### Tasks to carry out
(a) In the passage about Danish mink, swap "exterminate" for "cull" and give the text from "It’s understandable that" up to and including "professor at NTNU.".
(b) Please turn the paragraph of the mink passage that begins "What's worrisome is that" into a short bulleted list that keeps its main facts.
(c) According to the mink passage, in how many people have infections from mink been detected?

### Passage provided
++++++

It’s understandable that the Danes want to be on the safe side and exterminate the mink to stop this variant of the coronavirus, says Andreas Christensen, an associate professor at NTNU.
The Danes took drastic action to cull more than 17 million mink in early November because they’re worried a vaccine could be less effective against the mutated variants of SARS-Cov-2 that have appeared among mink and humans in North Jutland.
Infections from mink have been detected in 214 people, both on mink farms and in the local population. The Danes are particularly afraid of a variant that has infected 12 people and that has proven to be more resistant to antibodies in laboratory experiments.
What’s worrisome is that the “spikes” that protrude from the surface of this virus are different from coronavirus otherwise. The “spikes” – a spike protein – act as a key to unlock access to our cells. Most of the vaccines under development are designed to attack precisely this spike protein.

++++++

### Records
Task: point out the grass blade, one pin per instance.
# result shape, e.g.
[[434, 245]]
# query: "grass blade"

++++++

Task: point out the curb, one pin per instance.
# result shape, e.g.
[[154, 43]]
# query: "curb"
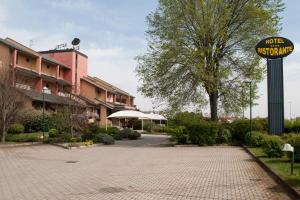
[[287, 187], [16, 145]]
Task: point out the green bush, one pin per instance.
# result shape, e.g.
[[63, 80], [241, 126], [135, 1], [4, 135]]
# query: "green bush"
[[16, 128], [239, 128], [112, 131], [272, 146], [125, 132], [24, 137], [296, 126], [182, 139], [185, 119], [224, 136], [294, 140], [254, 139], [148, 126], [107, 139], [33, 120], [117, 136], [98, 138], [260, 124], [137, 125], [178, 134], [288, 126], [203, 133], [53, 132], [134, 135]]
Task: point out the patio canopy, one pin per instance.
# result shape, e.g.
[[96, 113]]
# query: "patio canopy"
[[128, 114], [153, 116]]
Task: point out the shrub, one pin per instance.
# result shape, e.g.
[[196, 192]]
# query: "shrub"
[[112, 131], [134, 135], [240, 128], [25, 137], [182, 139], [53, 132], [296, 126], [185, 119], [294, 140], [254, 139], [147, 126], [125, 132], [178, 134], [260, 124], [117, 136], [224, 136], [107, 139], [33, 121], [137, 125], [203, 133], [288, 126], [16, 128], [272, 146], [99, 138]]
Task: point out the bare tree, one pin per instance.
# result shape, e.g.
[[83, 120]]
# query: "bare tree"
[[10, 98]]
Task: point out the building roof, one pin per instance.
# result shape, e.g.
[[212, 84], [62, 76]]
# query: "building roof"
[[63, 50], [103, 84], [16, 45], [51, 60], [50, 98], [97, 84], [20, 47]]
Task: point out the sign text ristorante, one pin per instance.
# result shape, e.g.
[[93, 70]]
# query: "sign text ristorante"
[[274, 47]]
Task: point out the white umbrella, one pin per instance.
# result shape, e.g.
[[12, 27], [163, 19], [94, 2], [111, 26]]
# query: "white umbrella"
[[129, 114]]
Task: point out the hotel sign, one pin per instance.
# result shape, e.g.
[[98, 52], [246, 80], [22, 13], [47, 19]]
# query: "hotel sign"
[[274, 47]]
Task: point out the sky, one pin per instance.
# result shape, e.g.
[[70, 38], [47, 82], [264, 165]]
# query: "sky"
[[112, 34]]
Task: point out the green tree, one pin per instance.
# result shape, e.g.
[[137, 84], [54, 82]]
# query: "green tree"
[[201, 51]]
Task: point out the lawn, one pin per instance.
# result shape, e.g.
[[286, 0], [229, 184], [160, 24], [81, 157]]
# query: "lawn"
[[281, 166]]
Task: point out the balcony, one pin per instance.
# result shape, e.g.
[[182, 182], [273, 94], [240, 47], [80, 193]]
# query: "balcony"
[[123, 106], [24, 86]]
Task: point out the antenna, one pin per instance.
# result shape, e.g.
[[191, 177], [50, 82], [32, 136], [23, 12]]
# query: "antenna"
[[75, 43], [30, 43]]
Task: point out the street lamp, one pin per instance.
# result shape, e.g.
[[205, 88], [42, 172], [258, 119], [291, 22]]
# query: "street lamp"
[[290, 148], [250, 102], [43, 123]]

++++++

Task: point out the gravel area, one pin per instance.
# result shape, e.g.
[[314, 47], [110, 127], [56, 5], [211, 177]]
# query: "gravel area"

++++++

### Results of the exercise
(a)
It’s understandable that the Danes want to be on the safe side and cull the mink to stop this variant of the coronavirus, says Andreas Christensen, an associate professor at NTNU.

(b)
- The "spikes" on the surface of this virus differ from those of the coronavirus otherwise.
- The spikes, a spike protein, act as a key that unlocks access to our cells.
- Most vaccines under development are designed to attack this spike protein.

(c) 214 people.